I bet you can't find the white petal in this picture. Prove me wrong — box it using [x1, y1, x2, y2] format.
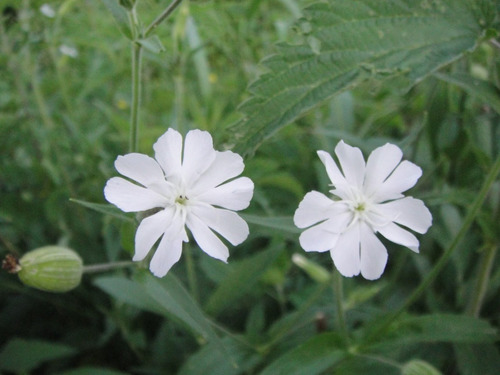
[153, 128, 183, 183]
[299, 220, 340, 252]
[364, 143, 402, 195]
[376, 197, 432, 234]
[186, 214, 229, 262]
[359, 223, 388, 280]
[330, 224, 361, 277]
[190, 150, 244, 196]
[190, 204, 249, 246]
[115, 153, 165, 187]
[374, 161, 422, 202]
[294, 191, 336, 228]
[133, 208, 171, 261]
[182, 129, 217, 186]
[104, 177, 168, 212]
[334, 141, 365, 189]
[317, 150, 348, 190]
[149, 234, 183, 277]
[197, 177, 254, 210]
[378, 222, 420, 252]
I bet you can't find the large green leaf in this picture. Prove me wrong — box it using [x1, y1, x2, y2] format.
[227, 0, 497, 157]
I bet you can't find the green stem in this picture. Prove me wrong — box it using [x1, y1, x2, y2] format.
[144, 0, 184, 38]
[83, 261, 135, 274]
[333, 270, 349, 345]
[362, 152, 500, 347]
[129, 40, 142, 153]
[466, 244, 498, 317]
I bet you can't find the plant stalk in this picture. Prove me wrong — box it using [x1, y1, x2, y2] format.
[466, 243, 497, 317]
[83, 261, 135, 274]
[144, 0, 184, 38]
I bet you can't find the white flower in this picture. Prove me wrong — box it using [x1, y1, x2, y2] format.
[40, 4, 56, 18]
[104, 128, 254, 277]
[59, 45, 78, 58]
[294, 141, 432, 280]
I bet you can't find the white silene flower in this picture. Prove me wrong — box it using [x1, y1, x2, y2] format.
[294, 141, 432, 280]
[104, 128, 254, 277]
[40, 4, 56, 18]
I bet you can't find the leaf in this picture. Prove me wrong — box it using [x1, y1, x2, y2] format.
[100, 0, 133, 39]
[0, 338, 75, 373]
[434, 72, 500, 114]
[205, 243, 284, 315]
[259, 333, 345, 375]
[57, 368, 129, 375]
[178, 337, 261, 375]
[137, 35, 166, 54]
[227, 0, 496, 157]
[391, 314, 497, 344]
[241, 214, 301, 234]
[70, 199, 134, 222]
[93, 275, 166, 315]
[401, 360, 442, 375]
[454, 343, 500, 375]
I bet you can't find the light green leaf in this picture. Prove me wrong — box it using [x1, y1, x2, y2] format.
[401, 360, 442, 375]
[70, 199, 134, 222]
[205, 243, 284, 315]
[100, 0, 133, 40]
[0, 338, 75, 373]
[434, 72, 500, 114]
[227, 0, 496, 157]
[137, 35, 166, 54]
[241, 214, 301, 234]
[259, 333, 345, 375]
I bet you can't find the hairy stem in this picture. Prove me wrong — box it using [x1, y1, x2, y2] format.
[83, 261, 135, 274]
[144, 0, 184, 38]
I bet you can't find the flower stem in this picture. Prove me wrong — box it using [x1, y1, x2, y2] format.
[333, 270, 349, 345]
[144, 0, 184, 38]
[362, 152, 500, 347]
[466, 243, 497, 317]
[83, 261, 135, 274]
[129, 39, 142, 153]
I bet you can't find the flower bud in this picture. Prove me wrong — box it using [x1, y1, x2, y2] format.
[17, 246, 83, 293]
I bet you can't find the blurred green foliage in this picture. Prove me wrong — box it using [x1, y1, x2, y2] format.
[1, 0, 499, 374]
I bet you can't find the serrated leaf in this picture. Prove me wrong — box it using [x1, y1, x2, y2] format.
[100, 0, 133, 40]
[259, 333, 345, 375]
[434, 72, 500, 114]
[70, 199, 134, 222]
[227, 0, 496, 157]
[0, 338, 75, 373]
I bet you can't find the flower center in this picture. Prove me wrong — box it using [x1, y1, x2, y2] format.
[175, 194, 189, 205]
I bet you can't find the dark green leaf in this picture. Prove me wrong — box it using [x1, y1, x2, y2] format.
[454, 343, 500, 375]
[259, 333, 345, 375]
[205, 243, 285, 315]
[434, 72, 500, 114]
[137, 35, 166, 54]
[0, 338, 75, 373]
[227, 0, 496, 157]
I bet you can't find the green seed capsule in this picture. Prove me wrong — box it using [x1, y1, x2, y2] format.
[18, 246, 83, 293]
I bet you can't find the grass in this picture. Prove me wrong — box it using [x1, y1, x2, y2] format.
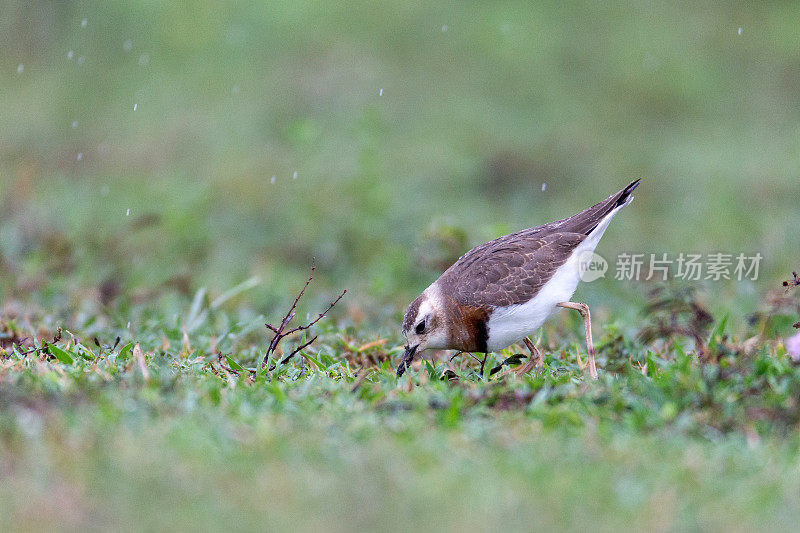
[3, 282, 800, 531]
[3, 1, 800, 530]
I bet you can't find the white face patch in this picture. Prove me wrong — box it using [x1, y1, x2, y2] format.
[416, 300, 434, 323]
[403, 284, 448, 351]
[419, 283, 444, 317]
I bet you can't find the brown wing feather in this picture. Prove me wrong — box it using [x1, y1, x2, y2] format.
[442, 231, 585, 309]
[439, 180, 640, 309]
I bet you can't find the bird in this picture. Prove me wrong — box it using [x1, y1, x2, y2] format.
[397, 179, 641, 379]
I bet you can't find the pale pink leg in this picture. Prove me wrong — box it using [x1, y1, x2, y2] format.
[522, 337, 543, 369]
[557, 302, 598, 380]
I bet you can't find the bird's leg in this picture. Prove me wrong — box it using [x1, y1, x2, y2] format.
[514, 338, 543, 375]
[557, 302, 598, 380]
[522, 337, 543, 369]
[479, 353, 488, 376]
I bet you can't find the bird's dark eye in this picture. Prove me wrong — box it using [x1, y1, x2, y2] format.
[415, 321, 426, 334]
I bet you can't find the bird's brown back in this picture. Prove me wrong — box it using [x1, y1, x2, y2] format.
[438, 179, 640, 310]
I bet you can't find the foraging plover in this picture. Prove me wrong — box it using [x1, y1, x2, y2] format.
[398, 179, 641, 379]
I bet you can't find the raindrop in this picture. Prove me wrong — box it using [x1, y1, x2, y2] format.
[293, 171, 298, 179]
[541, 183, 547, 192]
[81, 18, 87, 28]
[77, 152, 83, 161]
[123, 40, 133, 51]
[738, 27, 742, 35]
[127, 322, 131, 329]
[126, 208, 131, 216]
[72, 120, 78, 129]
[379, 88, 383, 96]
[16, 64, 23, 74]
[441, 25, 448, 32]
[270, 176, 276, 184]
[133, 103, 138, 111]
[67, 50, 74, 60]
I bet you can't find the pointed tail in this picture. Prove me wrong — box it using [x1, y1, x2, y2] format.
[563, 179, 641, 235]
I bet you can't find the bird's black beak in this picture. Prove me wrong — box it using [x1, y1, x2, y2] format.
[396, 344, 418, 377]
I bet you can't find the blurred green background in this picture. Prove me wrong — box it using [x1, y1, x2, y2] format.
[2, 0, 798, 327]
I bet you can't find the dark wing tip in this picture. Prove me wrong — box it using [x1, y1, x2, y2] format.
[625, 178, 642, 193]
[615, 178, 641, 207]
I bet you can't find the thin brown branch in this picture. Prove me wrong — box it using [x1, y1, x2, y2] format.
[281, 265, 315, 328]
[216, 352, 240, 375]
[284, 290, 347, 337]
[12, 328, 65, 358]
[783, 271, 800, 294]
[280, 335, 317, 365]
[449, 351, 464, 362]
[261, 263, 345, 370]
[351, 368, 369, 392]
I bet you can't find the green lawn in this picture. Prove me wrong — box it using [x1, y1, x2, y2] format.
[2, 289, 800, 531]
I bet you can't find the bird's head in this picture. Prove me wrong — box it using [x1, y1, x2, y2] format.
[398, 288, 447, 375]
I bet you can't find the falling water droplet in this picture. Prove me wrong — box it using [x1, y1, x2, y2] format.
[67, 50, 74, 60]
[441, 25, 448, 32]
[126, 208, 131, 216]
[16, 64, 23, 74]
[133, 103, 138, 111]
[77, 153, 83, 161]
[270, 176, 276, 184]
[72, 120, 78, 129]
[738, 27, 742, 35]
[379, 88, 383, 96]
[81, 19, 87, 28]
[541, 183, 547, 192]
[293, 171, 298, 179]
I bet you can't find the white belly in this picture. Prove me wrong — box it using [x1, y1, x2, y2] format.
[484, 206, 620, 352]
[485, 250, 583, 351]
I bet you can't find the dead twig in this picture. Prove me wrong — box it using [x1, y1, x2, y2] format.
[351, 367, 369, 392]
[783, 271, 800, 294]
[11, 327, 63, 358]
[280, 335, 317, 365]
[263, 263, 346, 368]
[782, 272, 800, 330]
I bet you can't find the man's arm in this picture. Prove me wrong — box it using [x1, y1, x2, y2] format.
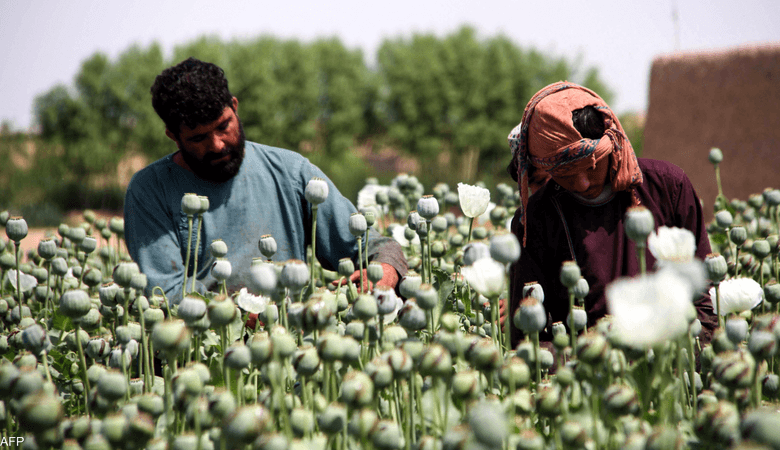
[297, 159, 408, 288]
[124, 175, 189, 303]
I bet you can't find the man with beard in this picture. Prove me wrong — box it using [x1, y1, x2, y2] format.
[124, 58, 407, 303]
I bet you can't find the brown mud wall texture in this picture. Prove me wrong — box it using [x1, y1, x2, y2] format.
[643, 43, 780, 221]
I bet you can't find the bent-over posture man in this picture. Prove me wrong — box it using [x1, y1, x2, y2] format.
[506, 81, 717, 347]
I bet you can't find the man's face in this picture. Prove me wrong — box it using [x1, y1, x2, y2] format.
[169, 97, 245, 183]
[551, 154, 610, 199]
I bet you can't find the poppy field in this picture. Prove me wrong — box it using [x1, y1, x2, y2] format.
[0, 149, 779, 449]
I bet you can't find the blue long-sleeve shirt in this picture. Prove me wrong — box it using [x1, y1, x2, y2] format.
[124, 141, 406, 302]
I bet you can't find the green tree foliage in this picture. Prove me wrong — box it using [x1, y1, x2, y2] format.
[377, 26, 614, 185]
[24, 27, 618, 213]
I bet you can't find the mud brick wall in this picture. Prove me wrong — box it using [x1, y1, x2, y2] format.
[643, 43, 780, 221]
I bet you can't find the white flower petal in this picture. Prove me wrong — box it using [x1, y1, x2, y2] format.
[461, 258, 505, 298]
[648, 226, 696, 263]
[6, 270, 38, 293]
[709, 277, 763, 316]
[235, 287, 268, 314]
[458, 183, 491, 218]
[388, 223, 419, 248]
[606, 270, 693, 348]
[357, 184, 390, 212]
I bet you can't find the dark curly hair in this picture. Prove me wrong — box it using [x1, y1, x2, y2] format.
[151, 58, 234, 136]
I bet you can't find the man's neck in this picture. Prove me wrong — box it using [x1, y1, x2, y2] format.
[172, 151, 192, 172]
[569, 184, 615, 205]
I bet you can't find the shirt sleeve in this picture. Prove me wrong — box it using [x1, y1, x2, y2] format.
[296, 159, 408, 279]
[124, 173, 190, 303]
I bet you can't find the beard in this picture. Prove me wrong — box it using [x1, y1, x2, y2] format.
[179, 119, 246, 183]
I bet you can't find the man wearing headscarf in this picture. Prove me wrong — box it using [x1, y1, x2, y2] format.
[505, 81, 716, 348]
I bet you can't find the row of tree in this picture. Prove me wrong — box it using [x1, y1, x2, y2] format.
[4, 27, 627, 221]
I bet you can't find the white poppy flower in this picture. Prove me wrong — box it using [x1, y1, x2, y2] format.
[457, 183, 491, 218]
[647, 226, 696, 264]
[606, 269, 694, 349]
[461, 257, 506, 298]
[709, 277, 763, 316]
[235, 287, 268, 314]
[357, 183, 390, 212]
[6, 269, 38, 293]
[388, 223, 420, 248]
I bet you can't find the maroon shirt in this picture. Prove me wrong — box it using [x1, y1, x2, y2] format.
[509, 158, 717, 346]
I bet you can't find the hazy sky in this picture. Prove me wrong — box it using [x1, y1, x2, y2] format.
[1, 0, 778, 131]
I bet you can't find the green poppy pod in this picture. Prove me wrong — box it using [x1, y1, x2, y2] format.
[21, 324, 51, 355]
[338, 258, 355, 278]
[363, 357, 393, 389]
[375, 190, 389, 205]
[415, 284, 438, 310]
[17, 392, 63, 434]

════

Take the lines above from the one holding "I bet you can't find the dark curly" to the last and output them exactly.

I bet you can't find the dark curly hair in this picture. Prove me wrong — box it using [x1, y1, x2, y2] format.
[151, 58, 234, 136]
I bet you can't find the man's neck in this picture. Prove me wrong — box it using [x1, y1, x2, y2] format.
[172, 151, 192, 172]
[569, 184, 615, 205]
I bet you can't find the shirt sleeve in this picture. Prove me wrong — box it using [x1, y1, x2, y2] format.
[296, 159, 408, 279]
[124, 173, 190, 303]
I bet you can't find the beard in this picture. Prove me wrong — box it using [x1, y1, x2, y2] format.
[179, 119, 246, 183]
I bet you can't find the man wearing headscarf in this picture. Prove me wrong — box it using [x1, y1, x2, y2] format.
[505, 81, 716, 348]
I bet you can't find the row of tree in this picture. Prove me wrong — box it using [x1, y1, x2, y2] format.
[4, 27, 627, 221]
I bet you can't find the white poppy flower in this picture. Prove me wrong — box it using [x1, y1, x2, y2] format.
[457, 183, 491, 218]
[647, 226, 696, 264]
[606, 269, 694, 349]
[461, 257, 506, 298]
[709, 277, 763, 316]
[235, 287, 268, 314]
[357, 183, 390, 212]
[6, 269, 38, 293]
[388, 223, 420, 248]
I bet you can't find the maroon shirt in this picture. Prove me wrong — box it using [x1, y1, x2, y2] format.
[509, 158, 717, 346]
I bet you can't find the hazy sky in this picture. Prove me wrong — box it using [x1, y1, x2, y2] format.
[1, 0, 778, 131]
I bet you can't find the green poppy pod in this picture. Prove me wrong — box it using [x1, y1, x2, y2] format.
[21, 324, 51, 355]
[338, 258, 355, 278]
[363, 357, 393, 389]
[375, 190, 389, 205]
[415, 284, 438, 310]
[17, 392, 63, 434]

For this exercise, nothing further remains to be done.